[Point localization data]
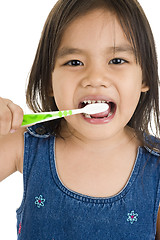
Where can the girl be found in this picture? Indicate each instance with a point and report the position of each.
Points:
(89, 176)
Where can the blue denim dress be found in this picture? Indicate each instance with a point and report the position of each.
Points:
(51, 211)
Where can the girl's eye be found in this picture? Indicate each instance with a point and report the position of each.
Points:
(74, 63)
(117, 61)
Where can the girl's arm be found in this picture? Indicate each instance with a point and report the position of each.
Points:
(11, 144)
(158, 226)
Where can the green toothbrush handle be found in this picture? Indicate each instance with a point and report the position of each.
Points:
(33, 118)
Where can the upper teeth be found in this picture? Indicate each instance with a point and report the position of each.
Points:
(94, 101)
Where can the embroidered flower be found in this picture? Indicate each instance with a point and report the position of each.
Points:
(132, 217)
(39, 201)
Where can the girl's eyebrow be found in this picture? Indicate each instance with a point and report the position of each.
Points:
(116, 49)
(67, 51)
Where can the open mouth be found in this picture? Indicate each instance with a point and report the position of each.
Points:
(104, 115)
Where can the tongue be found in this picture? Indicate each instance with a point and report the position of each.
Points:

--

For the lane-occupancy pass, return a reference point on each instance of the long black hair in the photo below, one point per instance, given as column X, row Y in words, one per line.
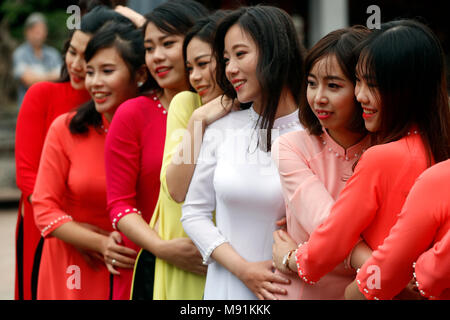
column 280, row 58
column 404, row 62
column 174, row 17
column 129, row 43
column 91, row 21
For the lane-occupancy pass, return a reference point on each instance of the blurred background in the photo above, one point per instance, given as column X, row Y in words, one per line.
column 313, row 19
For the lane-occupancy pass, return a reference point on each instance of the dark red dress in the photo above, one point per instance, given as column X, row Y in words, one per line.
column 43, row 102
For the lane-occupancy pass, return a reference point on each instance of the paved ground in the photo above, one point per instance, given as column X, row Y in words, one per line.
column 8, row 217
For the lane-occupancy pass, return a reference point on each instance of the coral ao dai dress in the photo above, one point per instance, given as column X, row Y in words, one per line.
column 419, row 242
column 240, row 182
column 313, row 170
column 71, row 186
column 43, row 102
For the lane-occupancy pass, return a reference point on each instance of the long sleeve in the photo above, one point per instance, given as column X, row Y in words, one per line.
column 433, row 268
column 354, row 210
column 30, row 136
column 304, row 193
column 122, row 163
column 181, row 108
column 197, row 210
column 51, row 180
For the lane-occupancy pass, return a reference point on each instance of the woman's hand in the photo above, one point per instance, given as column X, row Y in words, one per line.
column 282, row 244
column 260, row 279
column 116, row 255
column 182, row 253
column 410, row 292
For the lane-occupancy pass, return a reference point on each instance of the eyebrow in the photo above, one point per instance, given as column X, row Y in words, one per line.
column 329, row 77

Work to be completed: All lines holding the word "girl" must be copied from the data.

Answer box:
Where can the girl be found in this picture? Indicate each instance with a point and report the position of each.
Where can the girl's eye be found in this picture? Indicate each instance with a point and report the position of each.
Where can the girl's arm be found in this picture? Indicate each instance with a point and report the position of each.
Where can the girl's eyebrow be found in this picture? Indicate each instance with a point and report the position of each.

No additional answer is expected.